Requirement A: List every country named in the article on the strike against Ali Khamenei.
Requirement B:
Answer these from the article on the strike against Ali Khamenei:
(i) At roughly what time and on what date was his compound destroyed?
(ii) How old was the supreme leader?
(iii) How many hours before the strike did America stop negotiating with Iran?
Requirement C: Write a continuation of the article on the strike against Ali Khamenei, beginning after its final sentence.

Extract:
UNTIL HIS compound was obliterated by Israeli missiles at roughly 9:40am on February 28th, Ali Khamenei may have been the most tracked man in the world. The intelligence services of America and Israel had spent years analysing his movements and those of his entourage, as well as of Iranian officials reporting to him. They had known for days of two high-level meetings set to take place in Tehran on Saturday morning. The timing of these meetings explains why Israel and America began their war when they did.
A photo showing Iran Supremo Al Khamenei’s residence (Airbus via NYT)
With American forces massing, Iranian officials had been hoping to persuade their 86-year-old supreme leader to move into an underground bunker. The Israelis and Americans, in turn, were anxious that Iranian spies would learn of the impending strike. Israeli generals spent the evening before the attack at home and then used different cars from their usual ones to travel to their headquarters. America continued negotiating with Iran until 36 hours before the strike, with further talks planned. Before the war in June, the Israel Defence Forces (IDF) had evacuated key bases. They took no such action this time. And then they struck.
Decapitation has long been a core part of war. Other countries have attempted it in recent years. Volodymyr Zelensky has reportedly survived numerous assassination attempts since Russia invaded Ukraine in 2022. It is a strategy that relies on the sort of exquisite intelligence that Israel has shown it can gather. But even when successful, and theatrical, the long-term political consequences are questionable.

Dataset extract:
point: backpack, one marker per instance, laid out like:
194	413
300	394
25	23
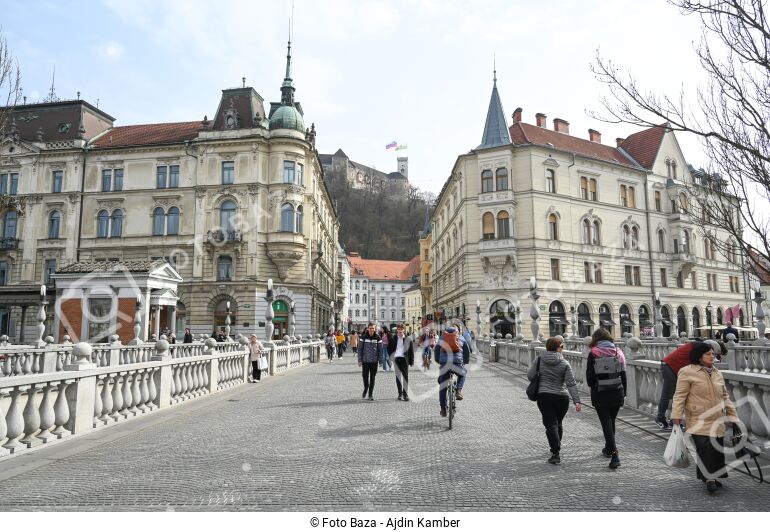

Reply A: America, Israel, Iran, Russia, Ukraine

Reply B:
(i) Roughly 9:40am on February 28th
(ii) 86
(iii) 36 hours

Reply C:
In Iran the assassination of Khamenei was the opening salvo of a war that has spread fast. America’s massive military build-up in the region raised the prospect of a protracted war. The decapitation operation may well have appealed to the American president as a quicker way to act. Israeli officers describe “an operational opportunity” to remove leaders, who could be replaced by others more open to making concessions. The model was America’s arrest of Nicolás Maduro in Venezuela, who was replaced by a leader more amenable to American demands.
Neither America nor Israel speaks about the sources of their intelligence (these assets are still being used to surveil the surviving Iranian leaders), though both are eager to take credit for the operation. Mr Trump paid tribute to “our Intelligence and Highly Sophisticated Tracking Systems” in his announcement of Khamenei’s killing and American officials told the New York Times that it was the CIA which had obtained the details of the meeting in Tehran and passed them to the Israelis. An IDF statement credited Israel’s military intelligence branch.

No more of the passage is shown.